* Given task *
From the fashion piece on black, reproduce the text word for word from "At the recent" to "of trends again.".

Trend Tracker | Fall, dark and handsome


Trend Tracker | Fall, dark and handsome

At the recent Autumn/Winter edition of the Wills Lifestyle India Fashion Week (WIFW), the first garment of the first show by Tarun Tahiliani, and the last garment of the last show by Namrata Joshipura, were black. Between the two, many interpretations of black walked out, putting the ultimate hue of independence, classicism and eroticism in the driving seat of trends again.

If these are put alongside the (fashion) history-altering black of Chanel, the glamorous black of Armani or the sexy black of Dior, they would still stand apart and tell the story of the Indian black. Like a Western modernist painting by S.H. Raza with the Indianness of a “bindu”.

“Black does creep into all our autumn/winter collections as an essential canvas, also because we work with different craft and embroidery techniques in pop colours which, without a black base, would become too folkloric,” says Pankaj Ahuja of the designer duo Pankaj & Nidhi. Their new collection, House of Cards, used plenty of black, including gold dori work and black zardozi on black fabric. In the past, they have used black dabka, black naqshi, thread and black moti (pearl), says Ahuja.

Consider the fabric spectrum of the Indian black—a coarse black Khadi and glossy black Kanjeevaram have totally different textures. Ditto for a black pashmina shawl and a black Banarasi. It is difficult to compare black Shibori with black Ikat but our designers strive to fuse such variations.

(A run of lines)
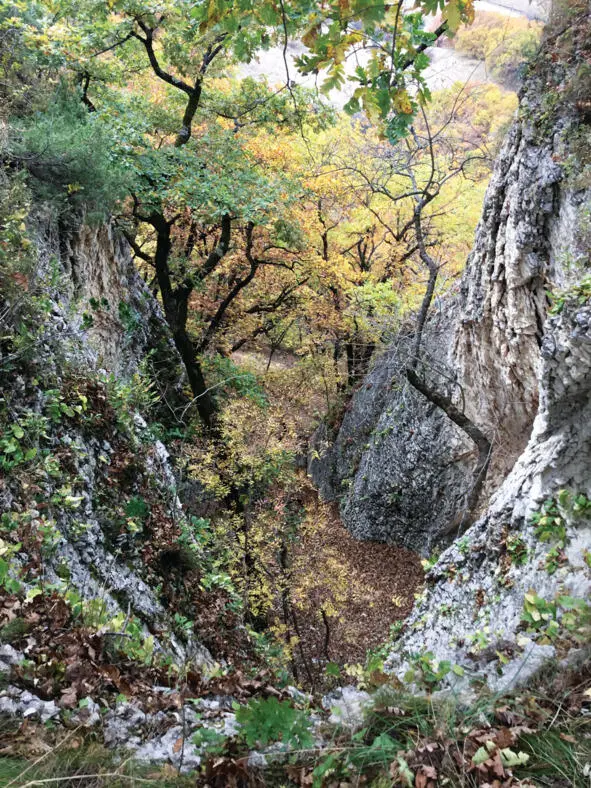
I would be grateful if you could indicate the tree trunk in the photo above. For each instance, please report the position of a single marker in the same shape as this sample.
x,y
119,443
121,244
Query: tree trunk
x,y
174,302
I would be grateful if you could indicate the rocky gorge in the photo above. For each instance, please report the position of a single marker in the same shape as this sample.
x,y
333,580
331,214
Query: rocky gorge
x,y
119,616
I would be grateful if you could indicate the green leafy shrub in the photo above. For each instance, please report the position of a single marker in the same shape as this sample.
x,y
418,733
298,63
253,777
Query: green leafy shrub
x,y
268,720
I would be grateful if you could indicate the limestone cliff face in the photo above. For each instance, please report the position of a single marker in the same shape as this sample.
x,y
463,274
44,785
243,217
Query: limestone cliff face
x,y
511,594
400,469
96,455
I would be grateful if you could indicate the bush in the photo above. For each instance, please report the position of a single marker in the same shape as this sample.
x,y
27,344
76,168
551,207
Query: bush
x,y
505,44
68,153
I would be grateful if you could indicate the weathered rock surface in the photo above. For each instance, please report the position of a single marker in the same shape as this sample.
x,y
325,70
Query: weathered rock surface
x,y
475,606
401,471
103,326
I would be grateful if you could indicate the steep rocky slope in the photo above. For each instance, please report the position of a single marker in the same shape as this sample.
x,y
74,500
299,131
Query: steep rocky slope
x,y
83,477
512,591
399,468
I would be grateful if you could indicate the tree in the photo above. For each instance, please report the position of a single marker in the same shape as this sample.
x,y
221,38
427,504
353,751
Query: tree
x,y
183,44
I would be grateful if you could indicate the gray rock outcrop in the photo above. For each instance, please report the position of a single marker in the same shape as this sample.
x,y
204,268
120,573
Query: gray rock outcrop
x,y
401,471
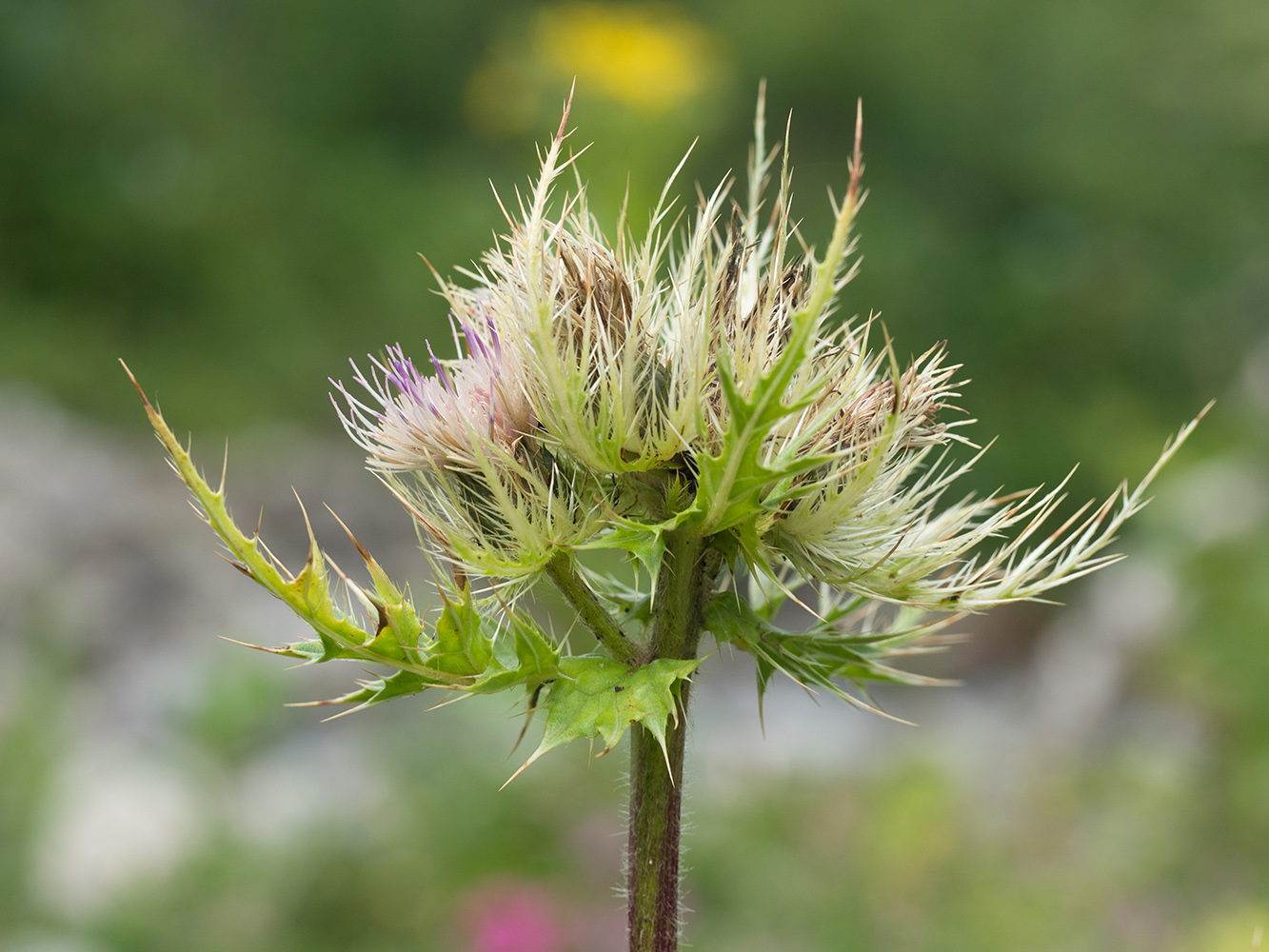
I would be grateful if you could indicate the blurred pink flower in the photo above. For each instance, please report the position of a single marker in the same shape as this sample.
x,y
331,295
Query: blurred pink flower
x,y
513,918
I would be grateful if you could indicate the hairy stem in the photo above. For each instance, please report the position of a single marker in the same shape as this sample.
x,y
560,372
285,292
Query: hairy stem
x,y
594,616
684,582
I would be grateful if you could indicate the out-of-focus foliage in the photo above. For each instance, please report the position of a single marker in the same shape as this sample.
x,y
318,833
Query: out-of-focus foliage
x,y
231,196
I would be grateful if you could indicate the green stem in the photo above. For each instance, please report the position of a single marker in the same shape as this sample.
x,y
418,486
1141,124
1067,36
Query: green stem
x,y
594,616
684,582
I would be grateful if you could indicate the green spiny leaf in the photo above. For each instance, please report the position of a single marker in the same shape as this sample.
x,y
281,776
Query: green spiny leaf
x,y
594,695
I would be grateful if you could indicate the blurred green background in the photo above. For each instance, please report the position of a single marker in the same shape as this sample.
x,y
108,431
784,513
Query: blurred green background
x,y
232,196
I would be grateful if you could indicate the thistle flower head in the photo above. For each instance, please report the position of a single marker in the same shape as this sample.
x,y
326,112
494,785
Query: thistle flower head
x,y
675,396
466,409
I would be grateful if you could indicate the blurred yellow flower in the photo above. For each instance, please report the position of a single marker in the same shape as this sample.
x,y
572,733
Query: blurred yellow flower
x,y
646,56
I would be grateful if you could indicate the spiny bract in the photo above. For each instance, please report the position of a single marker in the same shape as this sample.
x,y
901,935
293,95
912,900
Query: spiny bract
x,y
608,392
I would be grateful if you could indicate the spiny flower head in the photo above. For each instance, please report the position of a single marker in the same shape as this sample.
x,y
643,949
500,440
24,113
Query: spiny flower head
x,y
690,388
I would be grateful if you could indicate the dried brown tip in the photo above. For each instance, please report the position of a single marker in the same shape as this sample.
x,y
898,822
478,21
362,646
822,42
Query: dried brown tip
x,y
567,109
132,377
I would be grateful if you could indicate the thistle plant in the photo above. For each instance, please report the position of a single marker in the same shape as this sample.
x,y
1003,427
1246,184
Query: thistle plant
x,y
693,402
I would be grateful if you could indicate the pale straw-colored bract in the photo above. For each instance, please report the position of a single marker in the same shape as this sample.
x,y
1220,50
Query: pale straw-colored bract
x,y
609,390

==

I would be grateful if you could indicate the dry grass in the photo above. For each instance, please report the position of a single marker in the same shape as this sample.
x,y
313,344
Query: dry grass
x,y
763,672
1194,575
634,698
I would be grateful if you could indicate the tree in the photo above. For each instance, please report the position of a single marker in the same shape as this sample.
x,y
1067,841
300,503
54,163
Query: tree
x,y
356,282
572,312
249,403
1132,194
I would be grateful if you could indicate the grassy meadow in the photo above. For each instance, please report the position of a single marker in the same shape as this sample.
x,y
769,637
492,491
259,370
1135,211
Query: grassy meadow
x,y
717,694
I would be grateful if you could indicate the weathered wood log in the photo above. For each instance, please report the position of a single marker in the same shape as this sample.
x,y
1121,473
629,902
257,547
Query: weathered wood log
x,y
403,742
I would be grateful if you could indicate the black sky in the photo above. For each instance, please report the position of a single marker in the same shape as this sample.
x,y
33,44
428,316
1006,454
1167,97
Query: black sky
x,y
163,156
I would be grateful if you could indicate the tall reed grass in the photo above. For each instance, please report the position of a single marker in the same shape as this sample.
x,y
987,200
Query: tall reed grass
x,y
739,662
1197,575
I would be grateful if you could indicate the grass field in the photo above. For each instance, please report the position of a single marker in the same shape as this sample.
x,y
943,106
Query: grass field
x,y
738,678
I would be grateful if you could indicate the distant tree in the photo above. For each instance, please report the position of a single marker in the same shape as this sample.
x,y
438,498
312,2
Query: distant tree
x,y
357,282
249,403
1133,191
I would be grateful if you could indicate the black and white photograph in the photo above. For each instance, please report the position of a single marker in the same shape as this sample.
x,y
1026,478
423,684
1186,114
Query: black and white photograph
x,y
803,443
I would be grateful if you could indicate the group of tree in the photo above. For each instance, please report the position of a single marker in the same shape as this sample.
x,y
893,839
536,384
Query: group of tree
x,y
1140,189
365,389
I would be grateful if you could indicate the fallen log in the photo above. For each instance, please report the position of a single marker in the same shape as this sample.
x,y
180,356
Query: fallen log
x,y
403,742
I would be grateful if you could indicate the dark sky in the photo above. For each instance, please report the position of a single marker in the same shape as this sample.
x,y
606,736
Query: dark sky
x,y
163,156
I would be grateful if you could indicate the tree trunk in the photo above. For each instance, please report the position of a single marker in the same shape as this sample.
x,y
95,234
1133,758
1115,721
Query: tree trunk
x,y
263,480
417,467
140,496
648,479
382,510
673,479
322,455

---

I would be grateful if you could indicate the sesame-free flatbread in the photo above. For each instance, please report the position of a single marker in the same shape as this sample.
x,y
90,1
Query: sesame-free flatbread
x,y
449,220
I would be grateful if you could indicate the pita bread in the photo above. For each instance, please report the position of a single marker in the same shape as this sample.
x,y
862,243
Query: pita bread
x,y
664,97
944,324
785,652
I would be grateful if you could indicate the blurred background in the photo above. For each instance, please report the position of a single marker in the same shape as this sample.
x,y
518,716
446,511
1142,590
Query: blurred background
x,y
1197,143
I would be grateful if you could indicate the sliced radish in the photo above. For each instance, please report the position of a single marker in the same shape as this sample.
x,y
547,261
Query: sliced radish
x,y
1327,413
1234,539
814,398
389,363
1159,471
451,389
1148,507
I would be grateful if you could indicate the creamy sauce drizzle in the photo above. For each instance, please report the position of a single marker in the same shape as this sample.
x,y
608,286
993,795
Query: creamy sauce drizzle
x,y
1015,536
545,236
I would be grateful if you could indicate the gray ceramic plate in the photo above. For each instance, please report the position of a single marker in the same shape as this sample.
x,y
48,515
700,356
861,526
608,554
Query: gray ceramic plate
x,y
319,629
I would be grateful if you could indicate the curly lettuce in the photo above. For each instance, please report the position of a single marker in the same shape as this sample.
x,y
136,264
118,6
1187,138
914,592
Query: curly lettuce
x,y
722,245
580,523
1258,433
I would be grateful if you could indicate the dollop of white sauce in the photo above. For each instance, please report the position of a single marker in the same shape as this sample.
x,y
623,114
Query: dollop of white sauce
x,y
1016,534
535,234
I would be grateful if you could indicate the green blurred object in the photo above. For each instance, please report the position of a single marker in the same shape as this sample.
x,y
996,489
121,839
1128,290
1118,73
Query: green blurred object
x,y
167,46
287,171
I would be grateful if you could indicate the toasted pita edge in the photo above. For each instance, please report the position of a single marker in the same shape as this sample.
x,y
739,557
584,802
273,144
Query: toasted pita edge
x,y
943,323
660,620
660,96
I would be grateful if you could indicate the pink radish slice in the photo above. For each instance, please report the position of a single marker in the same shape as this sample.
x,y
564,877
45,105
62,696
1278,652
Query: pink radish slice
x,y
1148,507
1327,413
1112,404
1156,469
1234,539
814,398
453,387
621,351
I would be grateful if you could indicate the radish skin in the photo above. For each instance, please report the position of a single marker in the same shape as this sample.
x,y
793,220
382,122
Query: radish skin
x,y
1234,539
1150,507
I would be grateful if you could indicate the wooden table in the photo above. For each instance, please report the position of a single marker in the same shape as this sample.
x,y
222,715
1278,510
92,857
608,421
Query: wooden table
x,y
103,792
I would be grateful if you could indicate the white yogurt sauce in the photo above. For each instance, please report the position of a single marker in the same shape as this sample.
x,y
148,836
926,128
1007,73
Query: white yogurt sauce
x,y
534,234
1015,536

* Answer for the task *
At the recent Autumn/Winter edition of the Wills Lifestyle India Fashion Week (WIFW), the first garment of the first show by Tarun Tahiliani, and the last garment of the last show by Namrata Joshipura, were black. Between the two, many interpretations of black walked out, putting the ultimate hue of independence, classicism and eroticism in the driving seat of trends again.